*Exercice a:*
Repérez dans les enregistrements chaque ligne contenant le mot “curved” et recopiez-la, en tenant compte des majuscules et des minuscules.
= = =
Âme, embrasez-vous de mon amour, et votre voyage se fera sans peine, et vous pourrez vous élever légèrement sur la montagne, et vous présenter aux regards du vrai Dieu. Cette ascension dont je parle est celle qu’avait en vue le Prophète, lorsqu’il disait : Quel est celui qui montera sur la montagne du Seigneur ? Eh bien ! Ce sera vous qui monterez, appuyé sur mon amour.
Âme, qui êtes ma bien-aimée, entrez toujours dans mes désirs, et conservez-vous pure et nette, afin que je puisse me reposer en vous. Or, je me repose en vous, avec une grande joie, lorsque je vous trouve reposant en moi-même. Que votre zèle aille toujours croissant avec l’intention de me contenter. Soyez ferme et stable, et vous comprendrez ma volonté sainte. Tenez votre esprit tranquille, et ma lumière l’éclairera, et il sera transformé. Alors vous vivrez avec moi dans une union étroite et constante, et vous chercherez en vain votre cœur en vous-même, parce qu’il demeurera toujours en moi.
= = =
*Exercice b:*
Prolongez le passage adressé à l'âme en écrivant la suite qui vient après sa dernière phrase.

*Enregistrements d'un jeu de données sur l'emplacement d'objets:*
= = =
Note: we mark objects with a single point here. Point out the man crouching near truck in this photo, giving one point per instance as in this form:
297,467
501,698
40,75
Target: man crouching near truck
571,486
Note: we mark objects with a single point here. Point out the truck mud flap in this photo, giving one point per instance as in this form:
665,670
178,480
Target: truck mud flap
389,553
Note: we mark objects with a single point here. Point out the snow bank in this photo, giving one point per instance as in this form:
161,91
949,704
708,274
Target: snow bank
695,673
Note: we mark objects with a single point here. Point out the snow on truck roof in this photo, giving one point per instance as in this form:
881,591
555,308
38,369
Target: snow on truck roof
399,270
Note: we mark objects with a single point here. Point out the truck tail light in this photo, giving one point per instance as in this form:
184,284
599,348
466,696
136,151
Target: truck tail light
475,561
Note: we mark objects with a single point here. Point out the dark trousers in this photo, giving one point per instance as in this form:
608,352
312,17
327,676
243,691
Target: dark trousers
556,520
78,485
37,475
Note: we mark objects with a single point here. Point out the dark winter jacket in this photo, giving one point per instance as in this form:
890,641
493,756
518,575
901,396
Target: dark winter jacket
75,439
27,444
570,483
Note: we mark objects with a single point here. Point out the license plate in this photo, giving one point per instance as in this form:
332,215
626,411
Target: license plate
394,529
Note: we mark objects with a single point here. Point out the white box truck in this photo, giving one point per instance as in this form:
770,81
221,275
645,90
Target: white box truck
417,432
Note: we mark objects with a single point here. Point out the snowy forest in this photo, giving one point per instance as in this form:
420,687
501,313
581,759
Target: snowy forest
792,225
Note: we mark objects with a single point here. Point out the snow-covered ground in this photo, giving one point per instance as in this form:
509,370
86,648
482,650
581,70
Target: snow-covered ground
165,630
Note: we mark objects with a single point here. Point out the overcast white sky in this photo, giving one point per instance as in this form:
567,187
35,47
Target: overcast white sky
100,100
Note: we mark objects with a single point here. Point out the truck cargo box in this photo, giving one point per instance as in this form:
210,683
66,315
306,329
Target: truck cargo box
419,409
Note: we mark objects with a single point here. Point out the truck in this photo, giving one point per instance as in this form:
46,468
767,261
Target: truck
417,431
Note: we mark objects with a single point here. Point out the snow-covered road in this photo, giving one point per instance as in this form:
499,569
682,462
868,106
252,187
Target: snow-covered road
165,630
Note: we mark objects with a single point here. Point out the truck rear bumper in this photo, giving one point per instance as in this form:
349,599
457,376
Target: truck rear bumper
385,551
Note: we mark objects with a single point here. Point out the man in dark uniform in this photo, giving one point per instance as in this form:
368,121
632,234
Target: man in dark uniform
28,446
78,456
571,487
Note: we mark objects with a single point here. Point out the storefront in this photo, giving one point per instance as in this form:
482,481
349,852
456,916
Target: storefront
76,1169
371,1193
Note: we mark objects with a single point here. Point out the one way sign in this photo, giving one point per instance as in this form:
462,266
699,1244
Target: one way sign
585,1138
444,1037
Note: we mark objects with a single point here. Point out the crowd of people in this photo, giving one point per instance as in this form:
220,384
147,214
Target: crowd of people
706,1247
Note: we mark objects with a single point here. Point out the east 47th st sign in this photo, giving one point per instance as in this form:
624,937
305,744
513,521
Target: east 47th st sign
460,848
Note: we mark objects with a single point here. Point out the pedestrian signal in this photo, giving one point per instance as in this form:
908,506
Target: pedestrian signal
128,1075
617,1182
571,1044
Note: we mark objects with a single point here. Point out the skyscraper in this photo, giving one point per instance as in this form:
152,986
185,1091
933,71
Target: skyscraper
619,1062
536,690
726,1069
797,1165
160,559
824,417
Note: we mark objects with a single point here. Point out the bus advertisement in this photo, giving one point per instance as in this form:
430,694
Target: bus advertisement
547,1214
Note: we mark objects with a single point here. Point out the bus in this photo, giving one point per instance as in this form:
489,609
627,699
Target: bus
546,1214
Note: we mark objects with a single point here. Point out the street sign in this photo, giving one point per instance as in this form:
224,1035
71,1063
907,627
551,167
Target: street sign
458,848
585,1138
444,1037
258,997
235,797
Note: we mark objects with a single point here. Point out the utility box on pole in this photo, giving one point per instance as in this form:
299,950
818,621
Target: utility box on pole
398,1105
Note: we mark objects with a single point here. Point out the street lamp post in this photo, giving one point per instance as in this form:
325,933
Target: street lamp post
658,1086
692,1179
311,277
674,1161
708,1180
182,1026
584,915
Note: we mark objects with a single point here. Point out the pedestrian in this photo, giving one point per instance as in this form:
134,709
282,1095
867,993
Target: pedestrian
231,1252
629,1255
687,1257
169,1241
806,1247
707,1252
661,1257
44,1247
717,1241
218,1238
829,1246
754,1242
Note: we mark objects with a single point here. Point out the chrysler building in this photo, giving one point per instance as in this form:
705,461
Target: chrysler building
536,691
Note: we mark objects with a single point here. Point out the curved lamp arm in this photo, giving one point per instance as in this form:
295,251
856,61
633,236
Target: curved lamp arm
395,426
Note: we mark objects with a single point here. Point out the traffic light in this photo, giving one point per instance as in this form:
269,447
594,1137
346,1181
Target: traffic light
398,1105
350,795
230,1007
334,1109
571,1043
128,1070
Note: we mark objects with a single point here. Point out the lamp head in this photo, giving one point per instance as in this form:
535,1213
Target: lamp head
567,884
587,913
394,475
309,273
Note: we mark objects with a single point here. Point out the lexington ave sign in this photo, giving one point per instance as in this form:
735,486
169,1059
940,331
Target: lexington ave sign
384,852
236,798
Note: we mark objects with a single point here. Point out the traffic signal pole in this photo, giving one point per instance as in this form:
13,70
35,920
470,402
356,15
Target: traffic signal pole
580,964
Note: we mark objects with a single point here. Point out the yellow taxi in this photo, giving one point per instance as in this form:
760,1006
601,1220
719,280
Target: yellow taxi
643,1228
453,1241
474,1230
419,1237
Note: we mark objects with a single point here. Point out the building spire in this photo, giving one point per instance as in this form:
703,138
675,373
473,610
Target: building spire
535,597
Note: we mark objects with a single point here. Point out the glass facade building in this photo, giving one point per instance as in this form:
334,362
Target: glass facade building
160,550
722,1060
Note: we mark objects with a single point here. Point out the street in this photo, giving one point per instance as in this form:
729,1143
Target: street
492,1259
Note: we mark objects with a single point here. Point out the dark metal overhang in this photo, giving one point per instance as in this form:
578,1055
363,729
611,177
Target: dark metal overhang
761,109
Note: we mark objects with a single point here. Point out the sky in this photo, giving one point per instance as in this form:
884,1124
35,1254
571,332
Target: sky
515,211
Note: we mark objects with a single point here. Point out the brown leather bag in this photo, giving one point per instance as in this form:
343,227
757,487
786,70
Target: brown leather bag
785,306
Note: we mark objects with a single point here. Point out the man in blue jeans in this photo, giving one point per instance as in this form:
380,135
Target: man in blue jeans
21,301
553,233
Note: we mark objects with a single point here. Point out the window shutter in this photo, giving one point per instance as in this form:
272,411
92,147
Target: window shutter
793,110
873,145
= = =
*Résultat attendu a:*
Note: we mark objects with a single point here. Point out the curved lamp arm in this photo, giving one point per instance as in this form:
Target: curved lamp arm

*Résultat attendu b:*
Âme, puisque vous vous donnez à moi, c’est un signe que vous voulez que je sois à vous. J’y consens aux conditions que vous vivrez d’une manière céleste, et que vos actions seront toujours conformes à mes intentions. Âme bénie, faites en sorte de bien comprendre cette lettre, qui vous est envoyée pour récompenser votre obéissance. »
À mesure que Françoise la lisait, les paroles s’effaçaient sur le papier que tenait son ange, en sorte que, la lecture étant achevée, toute l’écriture avait disparu.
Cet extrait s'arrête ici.